What is expected: Starting with the line that has "the form [46,78].", retype each line down to the end of the entries below, without leaving any out or adding any.

-=-=-

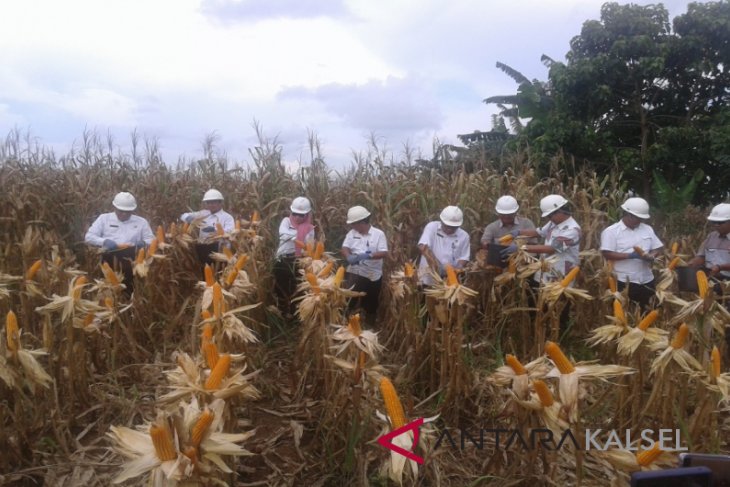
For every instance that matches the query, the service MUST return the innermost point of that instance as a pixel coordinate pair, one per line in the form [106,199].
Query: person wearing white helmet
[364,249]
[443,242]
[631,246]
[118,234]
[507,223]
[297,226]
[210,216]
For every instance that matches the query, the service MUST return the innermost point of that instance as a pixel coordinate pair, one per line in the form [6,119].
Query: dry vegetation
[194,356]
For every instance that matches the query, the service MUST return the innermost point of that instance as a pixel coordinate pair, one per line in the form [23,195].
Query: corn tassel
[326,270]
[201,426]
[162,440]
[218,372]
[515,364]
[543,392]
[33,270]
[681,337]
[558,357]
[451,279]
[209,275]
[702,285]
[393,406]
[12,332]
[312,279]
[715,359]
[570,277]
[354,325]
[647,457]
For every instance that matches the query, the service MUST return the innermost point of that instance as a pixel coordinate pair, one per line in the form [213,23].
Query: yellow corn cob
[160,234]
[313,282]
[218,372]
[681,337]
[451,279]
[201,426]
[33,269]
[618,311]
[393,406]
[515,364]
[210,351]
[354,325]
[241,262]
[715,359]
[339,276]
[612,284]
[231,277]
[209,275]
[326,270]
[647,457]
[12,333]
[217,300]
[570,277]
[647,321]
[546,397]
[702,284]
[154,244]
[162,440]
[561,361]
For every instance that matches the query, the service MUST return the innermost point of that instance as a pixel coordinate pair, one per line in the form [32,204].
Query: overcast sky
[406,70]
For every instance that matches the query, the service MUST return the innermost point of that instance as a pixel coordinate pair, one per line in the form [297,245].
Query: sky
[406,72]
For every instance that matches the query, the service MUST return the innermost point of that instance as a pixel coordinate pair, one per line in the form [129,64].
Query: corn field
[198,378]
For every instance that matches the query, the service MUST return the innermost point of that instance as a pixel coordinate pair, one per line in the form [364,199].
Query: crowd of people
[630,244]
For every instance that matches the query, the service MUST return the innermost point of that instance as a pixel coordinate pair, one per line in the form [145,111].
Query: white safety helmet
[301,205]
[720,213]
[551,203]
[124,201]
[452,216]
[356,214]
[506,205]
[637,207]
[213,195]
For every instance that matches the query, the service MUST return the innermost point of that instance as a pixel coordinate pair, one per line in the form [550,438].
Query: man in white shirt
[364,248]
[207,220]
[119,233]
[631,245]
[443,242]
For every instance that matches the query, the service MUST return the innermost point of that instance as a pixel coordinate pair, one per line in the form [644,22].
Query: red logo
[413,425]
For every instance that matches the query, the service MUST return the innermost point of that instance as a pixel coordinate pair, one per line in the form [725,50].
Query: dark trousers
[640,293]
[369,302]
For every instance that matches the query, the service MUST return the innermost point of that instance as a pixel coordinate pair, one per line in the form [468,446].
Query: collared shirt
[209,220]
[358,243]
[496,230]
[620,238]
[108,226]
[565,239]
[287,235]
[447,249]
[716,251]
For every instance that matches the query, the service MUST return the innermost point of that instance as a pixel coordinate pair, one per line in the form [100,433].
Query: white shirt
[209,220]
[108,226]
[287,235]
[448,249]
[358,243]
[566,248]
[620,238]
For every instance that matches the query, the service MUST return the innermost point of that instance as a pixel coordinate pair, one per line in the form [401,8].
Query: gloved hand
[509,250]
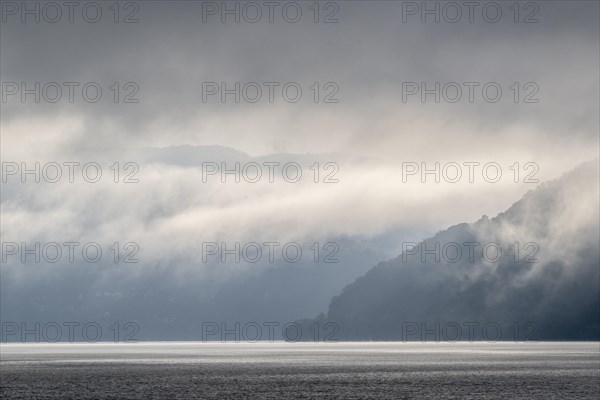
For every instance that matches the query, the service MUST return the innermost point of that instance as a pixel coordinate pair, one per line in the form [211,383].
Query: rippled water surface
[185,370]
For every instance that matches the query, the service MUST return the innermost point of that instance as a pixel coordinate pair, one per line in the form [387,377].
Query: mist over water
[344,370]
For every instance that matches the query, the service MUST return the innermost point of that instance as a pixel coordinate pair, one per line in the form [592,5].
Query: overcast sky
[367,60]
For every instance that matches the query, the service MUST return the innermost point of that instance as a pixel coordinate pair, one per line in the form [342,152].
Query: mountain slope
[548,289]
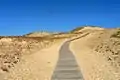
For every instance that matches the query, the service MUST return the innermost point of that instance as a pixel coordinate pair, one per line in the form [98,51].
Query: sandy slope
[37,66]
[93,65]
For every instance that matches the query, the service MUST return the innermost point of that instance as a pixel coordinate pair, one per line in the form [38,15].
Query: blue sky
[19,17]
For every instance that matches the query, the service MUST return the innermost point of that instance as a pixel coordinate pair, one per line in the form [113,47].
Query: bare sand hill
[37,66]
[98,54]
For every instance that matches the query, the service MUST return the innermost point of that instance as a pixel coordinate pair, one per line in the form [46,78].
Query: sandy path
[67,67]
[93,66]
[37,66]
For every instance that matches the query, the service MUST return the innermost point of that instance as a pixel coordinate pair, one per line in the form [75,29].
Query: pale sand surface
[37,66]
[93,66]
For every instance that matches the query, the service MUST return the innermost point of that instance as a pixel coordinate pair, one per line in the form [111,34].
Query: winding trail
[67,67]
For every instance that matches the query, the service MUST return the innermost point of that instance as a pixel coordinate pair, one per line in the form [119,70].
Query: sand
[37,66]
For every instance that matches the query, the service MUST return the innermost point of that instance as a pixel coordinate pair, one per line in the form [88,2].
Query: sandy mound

-=-=-

Exercise solution:
For every instance that matches the query, the service MUST return the innermost point of that instance as a pixel coordinate pair, one per line in the form [46,78].
Query: sandy path
[67,67]
[93,66]
[37,66]
For every instance that matches the query, the service MUST return the innermost point of that instance as a pixel coordinate pair, one per line in the form [75,29].
Query: pale sand surface
[37,66]
[93,66]
For every instance that matches the query, the service MUST return the innermost point of that instance as a pixel coordinate pair, one per line in the form [111,34].
Query: winding trail
[67,67]
For every instance that matches the query, the service MUST return the innermost point of that instance as a pixel coordinate pair, one per line in the form [119,70].
Query: sand
[37,66]
For every instance that matches the query, the service MUST return the innermost point of that instance as a pixel coordinate pair, one per line in the form [88,2].
Query: sandy mound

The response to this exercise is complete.